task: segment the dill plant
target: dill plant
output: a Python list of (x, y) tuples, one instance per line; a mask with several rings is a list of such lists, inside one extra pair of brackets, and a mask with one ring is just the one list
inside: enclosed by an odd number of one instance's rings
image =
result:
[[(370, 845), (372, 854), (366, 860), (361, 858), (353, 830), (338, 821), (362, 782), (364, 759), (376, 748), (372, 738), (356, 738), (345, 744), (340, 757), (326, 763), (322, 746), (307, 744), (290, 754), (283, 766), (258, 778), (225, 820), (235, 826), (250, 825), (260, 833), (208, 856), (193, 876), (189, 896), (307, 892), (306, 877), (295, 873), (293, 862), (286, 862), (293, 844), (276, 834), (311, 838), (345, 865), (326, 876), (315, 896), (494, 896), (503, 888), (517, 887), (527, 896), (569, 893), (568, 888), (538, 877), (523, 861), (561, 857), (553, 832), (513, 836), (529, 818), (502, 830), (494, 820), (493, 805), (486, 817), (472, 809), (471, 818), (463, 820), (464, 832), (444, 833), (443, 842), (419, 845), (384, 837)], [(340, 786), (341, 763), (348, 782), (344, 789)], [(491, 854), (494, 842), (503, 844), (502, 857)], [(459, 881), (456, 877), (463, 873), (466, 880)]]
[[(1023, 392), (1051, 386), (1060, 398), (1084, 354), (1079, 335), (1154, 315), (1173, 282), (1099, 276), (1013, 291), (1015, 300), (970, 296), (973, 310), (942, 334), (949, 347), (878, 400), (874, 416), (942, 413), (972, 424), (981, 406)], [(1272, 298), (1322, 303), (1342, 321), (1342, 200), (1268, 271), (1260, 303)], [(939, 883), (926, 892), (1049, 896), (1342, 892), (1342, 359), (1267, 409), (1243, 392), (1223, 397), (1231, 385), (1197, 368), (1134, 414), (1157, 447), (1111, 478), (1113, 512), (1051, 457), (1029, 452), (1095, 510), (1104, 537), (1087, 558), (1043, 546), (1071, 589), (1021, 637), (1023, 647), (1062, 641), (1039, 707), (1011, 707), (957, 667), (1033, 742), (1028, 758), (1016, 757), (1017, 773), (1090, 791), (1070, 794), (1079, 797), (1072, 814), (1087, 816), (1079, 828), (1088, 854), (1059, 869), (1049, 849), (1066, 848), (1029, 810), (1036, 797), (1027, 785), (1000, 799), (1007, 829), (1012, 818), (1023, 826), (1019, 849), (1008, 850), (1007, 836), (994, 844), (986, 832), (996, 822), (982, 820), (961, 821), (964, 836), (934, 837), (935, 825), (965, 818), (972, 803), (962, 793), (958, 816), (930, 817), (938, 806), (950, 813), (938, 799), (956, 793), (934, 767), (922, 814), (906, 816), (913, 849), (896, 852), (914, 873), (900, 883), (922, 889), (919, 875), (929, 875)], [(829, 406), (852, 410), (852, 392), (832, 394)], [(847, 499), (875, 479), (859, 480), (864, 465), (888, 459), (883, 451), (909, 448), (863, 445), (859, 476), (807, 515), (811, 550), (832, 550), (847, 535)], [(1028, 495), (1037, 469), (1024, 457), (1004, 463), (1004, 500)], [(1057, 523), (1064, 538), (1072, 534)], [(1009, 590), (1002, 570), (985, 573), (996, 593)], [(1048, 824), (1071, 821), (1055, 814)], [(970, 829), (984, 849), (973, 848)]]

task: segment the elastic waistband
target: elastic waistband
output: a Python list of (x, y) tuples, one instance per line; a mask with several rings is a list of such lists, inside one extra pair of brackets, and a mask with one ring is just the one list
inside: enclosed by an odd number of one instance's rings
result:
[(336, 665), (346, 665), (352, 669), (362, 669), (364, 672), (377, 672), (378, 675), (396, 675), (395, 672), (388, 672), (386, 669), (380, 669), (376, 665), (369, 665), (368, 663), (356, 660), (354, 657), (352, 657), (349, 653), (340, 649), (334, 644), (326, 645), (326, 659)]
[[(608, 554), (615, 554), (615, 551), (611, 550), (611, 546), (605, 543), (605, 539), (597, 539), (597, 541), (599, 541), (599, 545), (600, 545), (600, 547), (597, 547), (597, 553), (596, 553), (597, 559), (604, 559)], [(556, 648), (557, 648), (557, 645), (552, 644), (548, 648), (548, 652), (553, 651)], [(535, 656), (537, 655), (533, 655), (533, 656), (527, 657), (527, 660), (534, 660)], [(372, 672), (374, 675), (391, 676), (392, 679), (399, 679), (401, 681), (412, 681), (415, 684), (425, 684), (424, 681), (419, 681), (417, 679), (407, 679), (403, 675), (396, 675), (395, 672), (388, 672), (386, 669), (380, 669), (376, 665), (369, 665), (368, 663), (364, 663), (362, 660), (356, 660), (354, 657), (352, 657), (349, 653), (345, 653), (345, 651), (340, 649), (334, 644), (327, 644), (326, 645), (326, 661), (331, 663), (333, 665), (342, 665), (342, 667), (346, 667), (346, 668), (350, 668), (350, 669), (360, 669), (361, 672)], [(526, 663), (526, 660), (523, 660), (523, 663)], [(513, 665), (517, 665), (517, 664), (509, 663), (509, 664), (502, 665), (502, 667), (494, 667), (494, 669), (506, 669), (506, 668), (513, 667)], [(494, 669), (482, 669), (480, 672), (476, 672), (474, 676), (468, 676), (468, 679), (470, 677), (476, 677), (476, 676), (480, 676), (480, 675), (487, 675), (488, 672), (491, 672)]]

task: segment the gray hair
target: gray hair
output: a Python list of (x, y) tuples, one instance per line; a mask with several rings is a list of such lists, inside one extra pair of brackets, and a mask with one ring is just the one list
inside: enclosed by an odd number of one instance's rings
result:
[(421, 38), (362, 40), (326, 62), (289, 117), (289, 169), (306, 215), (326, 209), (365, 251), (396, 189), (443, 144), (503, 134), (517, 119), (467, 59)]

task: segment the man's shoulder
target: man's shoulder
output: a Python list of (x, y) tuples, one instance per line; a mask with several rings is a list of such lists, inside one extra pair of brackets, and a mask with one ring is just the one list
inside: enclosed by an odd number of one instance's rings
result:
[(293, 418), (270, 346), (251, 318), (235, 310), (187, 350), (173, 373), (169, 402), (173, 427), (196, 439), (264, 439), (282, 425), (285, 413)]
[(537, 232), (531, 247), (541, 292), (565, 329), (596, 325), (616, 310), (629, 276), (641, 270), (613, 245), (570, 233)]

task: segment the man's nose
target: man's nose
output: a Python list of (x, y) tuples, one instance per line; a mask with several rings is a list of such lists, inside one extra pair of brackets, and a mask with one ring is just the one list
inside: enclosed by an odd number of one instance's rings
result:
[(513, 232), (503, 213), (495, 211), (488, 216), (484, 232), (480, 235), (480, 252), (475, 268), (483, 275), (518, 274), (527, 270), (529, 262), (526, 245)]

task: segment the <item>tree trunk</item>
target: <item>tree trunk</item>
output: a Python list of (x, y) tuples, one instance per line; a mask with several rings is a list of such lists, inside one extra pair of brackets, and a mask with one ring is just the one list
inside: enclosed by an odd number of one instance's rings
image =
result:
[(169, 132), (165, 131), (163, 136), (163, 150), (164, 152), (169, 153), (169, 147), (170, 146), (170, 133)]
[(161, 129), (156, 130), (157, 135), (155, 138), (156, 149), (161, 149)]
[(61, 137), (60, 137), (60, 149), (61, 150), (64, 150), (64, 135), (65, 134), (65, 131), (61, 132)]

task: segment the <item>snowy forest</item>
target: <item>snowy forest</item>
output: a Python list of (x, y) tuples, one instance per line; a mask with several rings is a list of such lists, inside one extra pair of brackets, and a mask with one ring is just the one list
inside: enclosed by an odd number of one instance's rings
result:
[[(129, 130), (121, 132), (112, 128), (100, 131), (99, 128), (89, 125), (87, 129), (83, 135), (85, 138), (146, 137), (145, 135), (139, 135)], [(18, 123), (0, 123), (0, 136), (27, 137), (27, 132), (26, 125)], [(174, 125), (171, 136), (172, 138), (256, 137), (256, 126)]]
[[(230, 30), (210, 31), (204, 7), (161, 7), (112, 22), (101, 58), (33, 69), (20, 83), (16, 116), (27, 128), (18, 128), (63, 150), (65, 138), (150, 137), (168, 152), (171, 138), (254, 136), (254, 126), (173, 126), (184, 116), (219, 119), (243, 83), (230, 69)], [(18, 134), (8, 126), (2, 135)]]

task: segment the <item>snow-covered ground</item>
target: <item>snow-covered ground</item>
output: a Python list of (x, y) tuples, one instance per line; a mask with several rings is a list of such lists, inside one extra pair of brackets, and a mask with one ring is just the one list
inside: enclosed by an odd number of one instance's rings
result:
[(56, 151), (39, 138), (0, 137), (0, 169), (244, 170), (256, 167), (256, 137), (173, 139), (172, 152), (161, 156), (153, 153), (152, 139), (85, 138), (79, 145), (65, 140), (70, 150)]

----

**To do:**
Copy verbatim the portion of the entries above that opens with the line containing "task: segment the gray hair" and closes with the line containing "119), (467, 59)]", including both of those lines.

**Complete output:**
task: segment the gray hair
target: gray hair
output: a Python list of (x, y) tuples, one instance per line; a mask with several rings is a list of such lists, inside one extra pair of brackets, and a mask with one ring is just the one list
inside: enclosed by an odd number of one instance's rings
result:
[(421, 38), (362, 40), (326, 62), (289, 117), (289, 169), (306, 215), (326, 209), (365, 251), (396, 189), (443, 144), (503, 134), (517, 119), (467, 59)]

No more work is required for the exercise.